— start TEXT PROVIDED —

I am proud of my kid, and by saying that, I am also humbly saying I am proud of myself.  There was a time in this parenting journey that I didn’t always make her a priority.  Being a single parent was tough and challenging and tiring and lonely and lots lots more. It took a big awakening in my life to realize this is it.  You have one chance to make her life good, make her feel so loved, and support her in all she does.  The rest is history.  In saying this, I need to talk about something that weighs heavy on me.  I see parents (mommas) with young children who aren’t taking this time to be with their children.  Oh, yes, they claim loud and proud all over social media that they are the best parents in the world, but they also brag about all their other activities and nights out with friends etc…  I am speaking from experience….the time goes too fast…they are gone way too fast, and they will either sink or swim when it’s time to go into the real world.  This is the time to set those foundations.  Your activities can wait.  I know it’s hard to believe, but I didn’t pick up any of my extra curricular activities until after Mary Cate was driving.  Once I realized that she had her own life and wasn’t so dependent on me, I was free to do some of my stuff.  And boy am I glad I did, because I would be one bored lady right now waiting around for Mary Cate to give me some attention!  : )

On the other hand, there are some great families I know that focus on their kids, and they are basically grown.  I see examples of families that put each other first, no matter what.  One of my favorite mommas is so fiercely protective of her own children.  She is even protective of mine, offering to go take care of business when mine wasn’t being treated fairly.  Love her.

— end TEXT PROVIDED —

GIVEN INSTRUCTION 1: According to the parenting post, when did the writer pick up any extracurricular activities?
GIVEN INSTRUCTION 2: Does each statement agree with the parenting post? (a) The writer found being a single parent lonely. (b) The writer always made her child a priority. (c) One of the writer's favorite mommas offered to take care of business when the writer's child was treated unfairly. Answer yes or no for each, quoting the deciding words.
GIVEN INSTRUCTION 3: Please output the part of the parenting post starting with "On the other" and going on through "fairly.  Love her.".
The records that come next are separate material from the parenting post.

— start DATA SHOWN —

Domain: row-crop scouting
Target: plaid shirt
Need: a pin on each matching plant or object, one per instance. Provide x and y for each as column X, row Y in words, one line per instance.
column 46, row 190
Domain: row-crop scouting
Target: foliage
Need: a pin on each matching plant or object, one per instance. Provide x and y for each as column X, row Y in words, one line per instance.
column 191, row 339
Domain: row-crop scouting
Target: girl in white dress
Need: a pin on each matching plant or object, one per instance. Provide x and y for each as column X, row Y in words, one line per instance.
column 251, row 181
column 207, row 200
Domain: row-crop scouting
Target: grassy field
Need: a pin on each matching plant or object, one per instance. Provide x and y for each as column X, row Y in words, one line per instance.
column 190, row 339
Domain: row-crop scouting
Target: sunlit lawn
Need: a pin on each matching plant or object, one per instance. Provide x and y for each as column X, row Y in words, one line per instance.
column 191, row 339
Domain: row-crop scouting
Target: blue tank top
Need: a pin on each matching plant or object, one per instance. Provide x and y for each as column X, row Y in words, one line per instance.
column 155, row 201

— end DATA SHOWN —

TASK ANSWER 1: Not until after Mary Cate was driving.

TASK ANSWER 2:
(a) Yes: "Being a single parent was tough and challenging and tiring and lonely and lots lots more."
(b) No: "There was a time in this parenting journey that I didn’t always make her a priority."
(c) Yes: "offering to go take care of business when mine wasn’t being treated fairly."

TASK ANSWER 3:
On the other hand, there are some great families I know that focus on their kids, and they are basically grown.  I see examples of families that put each other first, no matter what.  One of my favorite mommas is so fiercely protective of her own children.  She is even protective of mine, offering to go take care of business when mine wasn’t being treated fairly.  Love her.